Work to complete
Go through the data and copy each line that holds "eyeglasses".

Record excerpts
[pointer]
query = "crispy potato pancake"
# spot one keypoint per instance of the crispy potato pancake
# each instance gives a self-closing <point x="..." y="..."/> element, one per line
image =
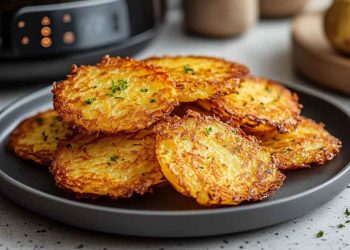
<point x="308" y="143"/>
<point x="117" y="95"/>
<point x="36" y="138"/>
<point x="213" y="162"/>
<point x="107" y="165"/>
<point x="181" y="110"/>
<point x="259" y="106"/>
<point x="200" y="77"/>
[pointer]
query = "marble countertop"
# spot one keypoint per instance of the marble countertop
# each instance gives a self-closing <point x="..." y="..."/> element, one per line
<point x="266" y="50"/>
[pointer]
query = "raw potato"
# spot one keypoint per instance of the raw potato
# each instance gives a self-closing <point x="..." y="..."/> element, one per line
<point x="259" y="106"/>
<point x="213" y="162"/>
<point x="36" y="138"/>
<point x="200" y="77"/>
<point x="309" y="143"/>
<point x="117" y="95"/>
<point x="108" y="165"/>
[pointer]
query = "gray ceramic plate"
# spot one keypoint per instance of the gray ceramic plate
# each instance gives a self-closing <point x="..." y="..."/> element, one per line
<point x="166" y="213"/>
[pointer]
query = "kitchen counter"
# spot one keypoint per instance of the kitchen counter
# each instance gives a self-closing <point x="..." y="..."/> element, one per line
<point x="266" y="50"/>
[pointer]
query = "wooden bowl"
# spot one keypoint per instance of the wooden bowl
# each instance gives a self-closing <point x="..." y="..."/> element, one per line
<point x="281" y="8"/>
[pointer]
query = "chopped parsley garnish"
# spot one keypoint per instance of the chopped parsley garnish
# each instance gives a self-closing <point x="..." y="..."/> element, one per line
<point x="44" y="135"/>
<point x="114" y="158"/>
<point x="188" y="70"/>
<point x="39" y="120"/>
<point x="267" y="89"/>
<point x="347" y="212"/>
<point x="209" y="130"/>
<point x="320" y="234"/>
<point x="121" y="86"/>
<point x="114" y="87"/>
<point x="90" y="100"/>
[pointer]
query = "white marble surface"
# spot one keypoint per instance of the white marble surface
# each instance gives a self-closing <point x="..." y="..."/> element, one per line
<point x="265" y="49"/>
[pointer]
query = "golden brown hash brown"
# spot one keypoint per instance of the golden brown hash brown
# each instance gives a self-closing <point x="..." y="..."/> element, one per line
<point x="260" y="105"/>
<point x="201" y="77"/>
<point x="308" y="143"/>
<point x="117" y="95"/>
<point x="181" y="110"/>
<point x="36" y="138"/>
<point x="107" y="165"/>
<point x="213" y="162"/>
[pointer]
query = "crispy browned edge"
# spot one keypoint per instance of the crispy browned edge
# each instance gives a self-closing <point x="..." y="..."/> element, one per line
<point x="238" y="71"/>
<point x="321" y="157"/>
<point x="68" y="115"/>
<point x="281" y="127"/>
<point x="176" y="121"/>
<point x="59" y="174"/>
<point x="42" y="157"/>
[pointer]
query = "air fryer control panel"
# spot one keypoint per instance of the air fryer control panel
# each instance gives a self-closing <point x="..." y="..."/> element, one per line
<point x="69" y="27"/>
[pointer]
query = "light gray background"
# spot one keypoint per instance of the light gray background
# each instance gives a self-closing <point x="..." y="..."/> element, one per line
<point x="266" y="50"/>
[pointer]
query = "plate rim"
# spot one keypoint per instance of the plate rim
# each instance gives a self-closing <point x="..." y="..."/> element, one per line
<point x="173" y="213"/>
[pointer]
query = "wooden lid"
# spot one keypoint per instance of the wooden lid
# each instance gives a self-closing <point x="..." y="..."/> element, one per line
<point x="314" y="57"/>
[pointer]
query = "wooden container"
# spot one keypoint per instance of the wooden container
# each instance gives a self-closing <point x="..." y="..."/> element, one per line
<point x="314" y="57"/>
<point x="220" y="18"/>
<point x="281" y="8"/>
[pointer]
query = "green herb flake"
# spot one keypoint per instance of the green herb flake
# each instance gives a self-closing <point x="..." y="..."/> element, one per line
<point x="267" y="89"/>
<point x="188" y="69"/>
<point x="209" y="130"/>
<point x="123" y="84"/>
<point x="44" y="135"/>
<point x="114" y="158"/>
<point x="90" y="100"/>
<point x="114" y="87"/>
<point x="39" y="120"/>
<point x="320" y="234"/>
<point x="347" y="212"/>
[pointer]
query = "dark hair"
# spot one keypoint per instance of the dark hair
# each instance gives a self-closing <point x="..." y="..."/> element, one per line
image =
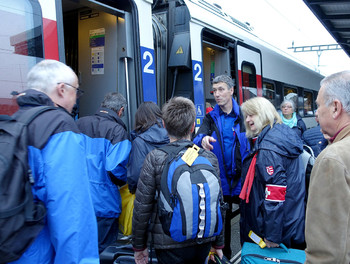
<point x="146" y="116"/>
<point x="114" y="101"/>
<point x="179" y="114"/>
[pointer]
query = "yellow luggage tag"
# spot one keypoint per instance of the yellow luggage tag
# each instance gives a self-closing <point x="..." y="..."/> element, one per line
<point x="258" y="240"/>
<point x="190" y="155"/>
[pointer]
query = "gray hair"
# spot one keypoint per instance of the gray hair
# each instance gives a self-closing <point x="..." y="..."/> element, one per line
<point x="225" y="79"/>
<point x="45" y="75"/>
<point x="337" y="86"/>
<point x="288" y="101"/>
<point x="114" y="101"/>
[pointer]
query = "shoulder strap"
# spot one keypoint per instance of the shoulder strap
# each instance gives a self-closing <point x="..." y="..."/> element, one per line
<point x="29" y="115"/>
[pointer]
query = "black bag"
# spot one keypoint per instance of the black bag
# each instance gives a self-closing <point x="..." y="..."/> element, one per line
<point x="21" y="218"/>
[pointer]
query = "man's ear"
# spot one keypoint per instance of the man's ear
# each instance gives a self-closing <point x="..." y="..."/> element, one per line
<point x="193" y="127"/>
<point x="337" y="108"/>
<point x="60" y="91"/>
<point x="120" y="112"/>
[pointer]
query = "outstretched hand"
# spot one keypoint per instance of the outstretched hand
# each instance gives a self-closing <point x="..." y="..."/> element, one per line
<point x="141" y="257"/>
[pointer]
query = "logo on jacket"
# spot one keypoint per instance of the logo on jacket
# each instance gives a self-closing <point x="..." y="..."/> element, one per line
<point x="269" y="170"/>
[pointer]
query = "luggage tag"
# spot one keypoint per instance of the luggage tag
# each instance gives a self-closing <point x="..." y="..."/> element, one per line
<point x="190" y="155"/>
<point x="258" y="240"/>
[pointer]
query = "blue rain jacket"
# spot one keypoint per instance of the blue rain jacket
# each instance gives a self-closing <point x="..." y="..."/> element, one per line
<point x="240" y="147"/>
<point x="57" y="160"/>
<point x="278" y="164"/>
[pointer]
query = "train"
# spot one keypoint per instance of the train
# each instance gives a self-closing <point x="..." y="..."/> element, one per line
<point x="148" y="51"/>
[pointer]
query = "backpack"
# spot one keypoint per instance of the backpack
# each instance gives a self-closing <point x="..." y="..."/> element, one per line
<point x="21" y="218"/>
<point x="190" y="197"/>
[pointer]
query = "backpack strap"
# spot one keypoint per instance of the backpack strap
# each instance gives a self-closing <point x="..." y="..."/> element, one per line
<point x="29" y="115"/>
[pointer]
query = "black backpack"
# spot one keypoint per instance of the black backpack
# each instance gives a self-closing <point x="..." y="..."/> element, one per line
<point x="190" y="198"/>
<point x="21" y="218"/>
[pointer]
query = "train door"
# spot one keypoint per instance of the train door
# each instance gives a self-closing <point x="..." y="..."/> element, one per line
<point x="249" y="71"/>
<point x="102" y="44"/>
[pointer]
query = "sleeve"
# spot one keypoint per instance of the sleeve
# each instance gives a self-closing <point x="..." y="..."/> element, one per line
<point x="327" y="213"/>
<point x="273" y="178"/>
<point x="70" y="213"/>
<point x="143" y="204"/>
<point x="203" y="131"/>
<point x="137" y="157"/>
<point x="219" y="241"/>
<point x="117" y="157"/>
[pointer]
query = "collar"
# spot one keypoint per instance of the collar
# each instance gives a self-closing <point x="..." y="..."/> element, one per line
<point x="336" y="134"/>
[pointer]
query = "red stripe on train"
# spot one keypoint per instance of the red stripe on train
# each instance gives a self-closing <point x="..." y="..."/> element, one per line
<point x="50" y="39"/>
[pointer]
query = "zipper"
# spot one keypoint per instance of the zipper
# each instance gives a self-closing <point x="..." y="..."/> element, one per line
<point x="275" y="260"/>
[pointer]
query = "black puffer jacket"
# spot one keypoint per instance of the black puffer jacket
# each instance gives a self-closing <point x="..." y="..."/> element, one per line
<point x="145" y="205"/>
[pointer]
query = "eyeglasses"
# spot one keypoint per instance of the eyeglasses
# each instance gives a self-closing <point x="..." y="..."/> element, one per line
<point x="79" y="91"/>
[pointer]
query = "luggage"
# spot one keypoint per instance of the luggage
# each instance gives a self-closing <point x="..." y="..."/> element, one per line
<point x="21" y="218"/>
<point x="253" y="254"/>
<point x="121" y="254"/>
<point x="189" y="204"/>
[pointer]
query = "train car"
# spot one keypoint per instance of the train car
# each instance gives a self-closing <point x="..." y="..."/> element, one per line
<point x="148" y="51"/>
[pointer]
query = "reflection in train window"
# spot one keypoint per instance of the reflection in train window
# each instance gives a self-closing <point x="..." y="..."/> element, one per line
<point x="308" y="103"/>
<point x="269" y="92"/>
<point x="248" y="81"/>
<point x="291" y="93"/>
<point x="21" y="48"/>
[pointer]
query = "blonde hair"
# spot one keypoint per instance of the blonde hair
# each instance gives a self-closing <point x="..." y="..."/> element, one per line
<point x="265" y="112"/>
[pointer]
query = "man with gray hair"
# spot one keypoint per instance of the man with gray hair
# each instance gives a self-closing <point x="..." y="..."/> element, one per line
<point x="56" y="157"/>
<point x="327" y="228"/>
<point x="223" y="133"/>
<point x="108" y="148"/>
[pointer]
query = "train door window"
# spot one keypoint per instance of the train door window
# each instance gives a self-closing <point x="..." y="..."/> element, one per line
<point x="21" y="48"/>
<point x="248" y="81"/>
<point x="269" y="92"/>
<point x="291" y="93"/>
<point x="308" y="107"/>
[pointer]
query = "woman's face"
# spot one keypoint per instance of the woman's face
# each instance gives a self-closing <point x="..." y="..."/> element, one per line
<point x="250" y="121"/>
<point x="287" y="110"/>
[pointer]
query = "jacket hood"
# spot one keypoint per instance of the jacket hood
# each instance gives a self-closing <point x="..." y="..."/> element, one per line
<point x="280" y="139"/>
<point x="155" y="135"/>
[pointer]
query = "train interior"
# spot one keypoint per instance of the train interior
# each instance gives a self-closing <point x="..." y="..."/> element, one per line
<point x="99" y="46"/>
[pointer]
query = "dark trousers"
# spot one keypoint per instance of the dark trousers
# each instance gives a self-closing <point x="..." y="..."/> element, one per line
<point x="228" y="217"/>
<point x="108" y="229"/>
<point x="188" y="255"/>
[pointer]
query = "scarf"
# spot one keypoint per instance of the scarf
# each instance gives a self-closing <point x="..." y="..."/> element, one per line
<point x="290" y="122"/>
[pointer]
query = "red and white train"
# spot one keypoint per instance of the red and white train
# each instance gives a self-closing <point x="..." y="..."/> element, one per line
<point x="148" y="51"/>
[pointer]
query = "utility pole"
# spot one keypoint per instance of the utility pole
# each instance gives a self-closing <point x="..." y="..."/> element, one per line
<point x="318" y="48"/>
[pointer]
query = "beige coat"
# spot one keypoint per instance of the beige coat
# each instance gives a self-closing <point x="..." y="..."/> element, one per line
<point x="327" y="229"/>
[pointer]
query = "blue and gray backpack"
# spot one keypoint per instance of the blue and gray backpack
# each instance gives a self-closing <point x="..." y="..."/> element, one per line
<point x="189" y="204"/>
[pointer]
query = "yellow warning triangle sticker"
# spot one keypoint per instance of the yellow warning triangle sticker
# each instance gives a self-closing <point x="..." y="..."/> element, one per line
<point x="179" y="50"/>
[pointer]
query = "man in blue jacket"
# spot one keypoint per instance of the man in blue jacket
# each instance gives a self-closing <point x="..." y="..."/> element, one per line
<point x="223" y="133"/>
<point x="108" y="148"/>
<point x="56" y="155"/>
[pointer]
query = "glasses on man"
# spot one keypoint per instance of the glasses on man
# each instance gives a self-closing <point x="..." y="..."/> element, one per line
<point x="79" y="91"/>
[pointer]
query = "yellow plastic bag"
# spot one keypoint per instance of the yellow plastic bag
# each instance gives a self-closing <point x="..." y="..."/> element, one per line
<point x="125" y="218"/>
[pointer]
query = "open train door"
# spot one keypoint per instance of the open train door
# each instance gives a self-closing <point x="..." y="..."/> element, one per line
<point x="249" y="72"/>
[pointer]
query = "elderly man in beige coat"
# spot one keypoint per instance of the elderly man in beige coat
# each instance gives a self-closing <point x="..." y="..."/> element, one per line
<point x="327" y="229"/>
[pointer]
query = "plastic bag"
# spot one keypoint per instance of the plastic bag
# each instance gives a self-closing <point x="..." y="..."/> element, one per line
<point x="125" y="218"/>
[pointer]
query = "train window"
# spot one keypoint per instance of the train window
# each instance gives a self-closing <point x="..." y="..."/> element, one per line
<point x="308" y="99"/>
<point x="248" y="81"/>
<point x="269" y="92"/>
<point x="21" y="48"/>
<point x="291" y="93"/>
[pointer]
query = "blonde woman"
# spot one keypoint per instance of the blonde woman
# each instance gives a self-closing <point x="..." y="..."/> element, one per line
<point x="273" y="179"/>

Response to this task
query = "eyeglasses"
# spot one keypoint per instance of the eyeglasses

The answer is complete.